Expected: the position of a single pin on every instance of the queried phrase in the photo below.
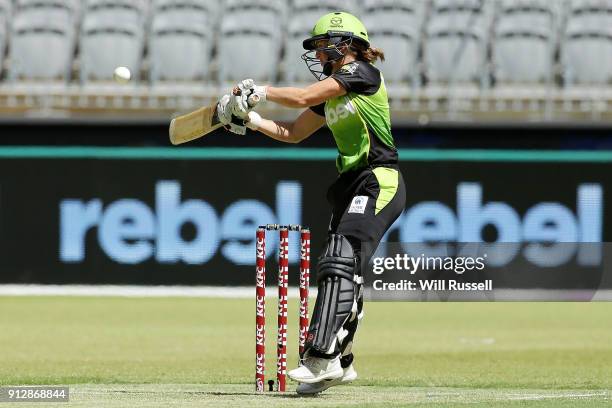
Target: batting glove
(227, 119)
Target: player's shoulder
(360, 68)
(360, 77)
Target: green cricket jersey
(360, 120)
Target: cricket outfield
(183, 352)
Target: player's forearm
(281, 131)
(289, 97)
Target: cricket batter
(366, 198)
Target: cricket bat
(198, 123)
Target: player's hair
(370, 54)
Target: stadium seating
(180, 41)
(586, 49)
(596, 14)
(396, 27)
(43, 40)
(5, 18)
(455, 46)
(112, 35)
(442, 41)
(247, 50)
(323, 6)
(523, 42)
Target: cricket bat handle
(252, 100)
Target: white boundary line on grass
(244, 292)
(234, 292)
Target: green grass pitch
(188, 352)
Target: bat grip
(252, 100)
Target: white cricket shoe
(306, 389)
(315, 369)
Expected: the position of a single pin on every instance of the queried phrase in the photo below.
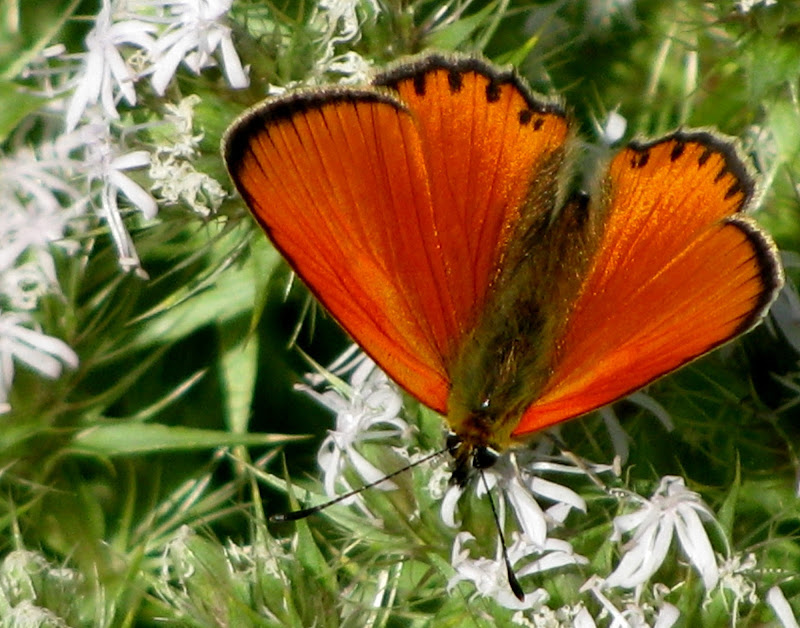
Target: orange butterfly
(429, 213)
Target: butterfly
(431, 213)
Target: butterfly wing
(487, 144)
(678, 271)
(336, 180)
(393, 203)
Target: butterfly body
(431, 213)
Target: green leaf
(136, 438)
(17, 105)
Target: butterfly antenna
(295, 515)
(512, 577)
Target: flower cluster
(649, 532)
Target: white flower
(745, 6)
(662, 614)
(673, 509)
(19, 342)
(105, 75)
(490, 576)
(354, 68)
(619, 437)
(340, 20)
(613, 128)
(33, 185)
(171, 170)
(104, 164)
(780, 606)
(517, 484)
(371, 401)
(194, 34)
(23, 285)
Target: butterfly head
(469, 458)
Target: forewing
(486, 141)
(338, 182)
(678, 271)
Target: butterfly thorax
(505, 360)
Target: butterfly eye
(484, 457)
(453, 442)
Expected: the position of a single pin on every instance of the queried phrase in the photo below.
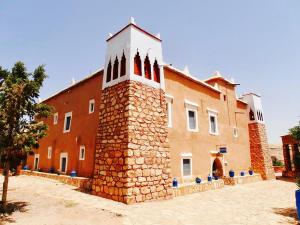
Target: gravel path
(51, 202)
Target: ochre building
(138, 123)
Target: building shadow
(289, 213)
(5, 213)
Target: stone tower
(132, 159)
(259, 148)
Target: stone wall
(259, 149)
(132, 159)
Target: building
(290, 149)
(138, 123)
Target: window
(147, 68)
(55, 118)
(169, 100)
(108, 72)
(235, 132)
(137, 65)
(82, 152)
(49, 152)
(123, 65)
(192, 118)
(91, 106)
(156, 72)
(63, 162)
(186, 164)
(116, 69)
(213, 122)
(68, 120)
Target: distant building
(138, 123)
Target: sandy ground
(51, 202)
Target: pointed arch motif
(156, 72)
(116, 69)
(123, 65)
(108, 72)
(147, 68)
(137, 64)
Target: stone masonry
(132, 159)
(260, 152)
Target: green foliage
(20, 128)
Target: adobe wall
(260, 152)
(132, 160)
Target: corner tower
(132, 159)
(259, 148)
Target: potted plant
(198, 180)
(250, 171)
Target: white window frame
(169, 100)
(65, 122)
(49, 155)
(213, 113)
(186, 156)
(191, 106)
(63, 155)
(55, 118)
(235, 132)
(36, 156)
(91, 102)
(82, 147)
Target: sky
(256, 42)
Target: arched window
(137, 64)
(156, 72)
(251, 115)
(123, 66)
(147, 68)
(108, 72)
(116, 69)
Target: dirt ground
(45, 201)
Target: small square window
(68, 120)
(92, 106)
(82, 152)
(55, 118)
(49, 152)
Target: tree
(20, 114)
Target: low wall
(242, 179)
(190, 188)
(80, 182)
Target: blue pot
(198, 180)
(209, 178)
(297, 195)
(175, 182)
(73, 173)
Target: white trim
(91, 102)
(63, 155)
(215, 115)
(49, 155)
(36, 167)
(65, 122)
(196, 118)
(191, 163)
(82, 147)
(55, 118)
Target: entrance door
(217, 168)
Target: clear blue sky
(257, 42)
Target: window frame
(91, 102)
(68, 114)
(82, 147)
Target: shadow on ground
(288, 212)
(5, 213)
▬▬▬▬▬▬
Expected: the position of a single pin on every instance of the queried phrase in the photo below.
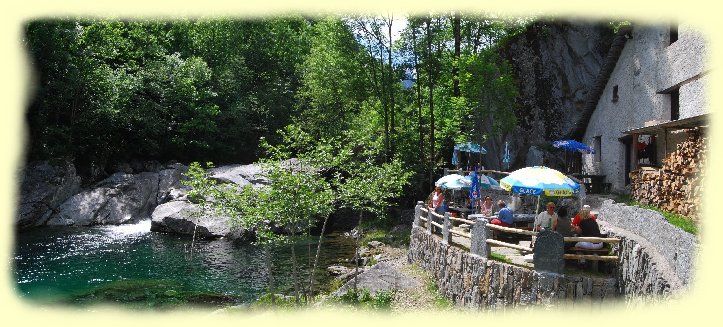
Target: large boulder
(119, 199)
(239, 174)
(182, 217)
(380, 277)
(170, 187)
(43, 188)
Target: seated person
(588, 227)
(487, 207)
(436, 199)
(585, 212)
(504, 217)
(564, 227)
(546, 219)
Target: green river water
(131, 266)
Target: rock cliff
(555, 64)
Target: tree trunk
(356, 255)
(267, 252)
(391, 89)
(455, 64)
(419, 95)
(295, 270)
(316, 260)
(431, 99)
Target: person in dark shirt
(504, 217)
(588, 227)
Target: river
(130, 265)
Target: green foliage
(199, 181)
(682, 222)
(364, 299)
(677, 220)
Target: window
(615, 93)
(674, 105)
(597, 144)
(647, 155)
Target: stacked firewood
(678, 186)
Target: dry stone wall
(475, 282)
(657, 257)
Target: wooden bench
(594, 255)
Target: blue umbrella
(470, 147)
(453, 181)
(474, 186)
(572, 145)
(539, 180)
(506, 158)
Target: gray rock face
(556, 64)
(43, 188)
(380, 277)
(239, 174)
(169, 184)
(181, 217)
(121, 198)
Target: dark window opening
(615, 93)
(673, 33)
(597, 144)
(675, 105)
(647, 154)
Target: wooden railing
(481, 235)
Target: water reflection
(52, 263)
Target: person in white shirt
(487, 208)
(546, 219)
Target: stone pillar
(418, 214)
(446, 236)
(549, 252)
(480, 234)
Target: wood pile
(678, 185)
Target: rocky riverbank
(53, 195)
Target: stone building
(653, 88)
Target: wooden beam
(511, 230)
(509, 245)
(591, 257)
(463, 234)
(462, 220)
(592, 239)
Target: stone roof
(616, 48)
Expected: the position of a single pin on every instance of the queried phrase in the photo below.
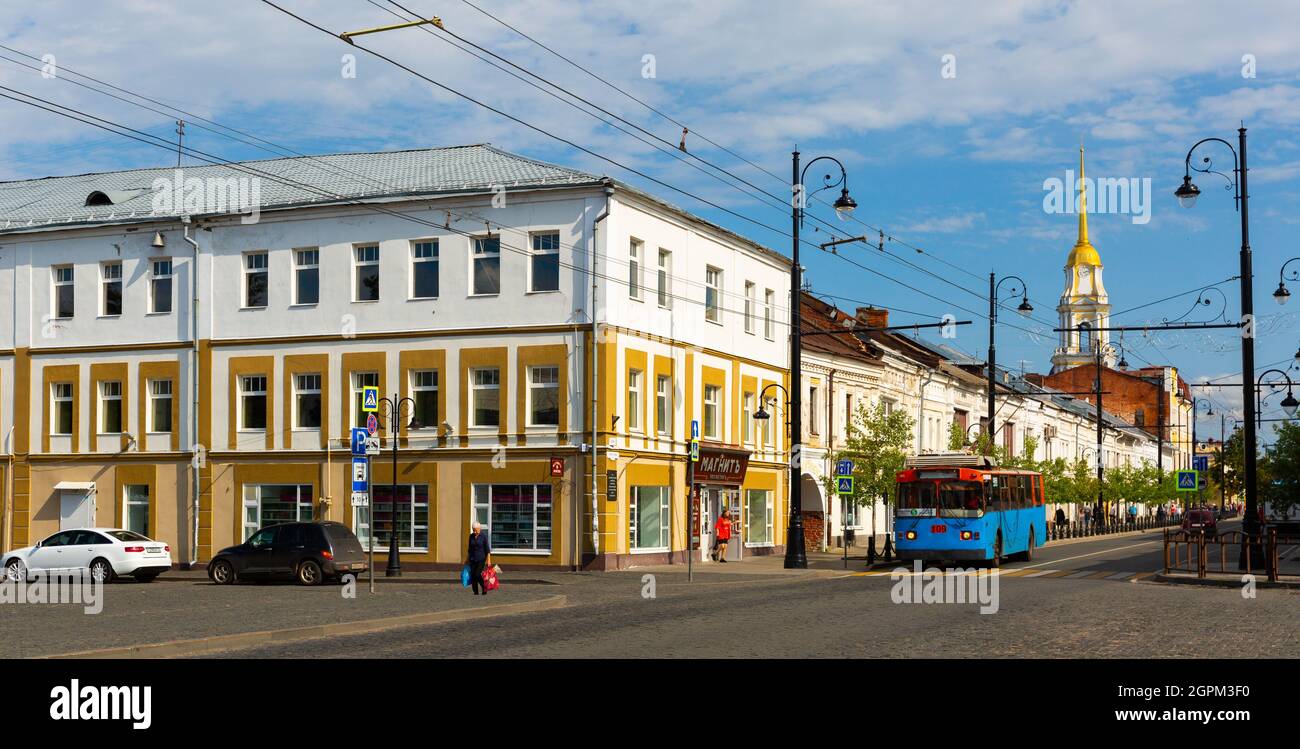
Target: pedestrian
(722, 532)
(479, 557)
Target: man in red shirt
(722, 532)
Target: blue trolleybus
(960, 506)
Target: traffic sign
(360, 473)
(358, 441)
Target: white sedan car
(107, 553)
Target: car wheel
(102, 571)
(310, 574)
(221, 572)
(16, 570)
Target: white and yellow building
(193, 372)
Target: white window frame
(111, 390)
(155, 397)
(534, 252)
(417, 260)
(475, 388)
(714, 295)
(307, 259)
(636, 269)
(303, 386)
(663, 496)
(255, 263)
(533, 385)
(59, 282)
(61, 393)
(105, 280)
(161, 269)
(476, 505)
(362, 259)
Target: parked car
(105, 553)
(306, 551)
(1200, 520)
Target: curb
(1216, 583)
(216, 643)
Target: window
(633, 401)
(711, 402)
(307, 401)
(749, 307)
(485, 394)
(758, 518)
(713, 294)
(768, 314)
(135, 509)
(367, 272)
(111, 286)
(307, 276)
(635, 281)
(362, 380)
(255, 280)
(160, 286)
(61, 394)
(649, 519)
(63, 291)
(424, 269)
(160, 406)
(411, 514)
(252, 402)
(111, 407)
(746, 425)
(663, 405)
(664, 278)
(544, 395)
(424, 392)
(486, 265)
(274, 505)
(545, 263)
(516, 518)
▬▬▬▬▬▬
Count the lines in the records above that contain the word "water", and reply with that number alone.

2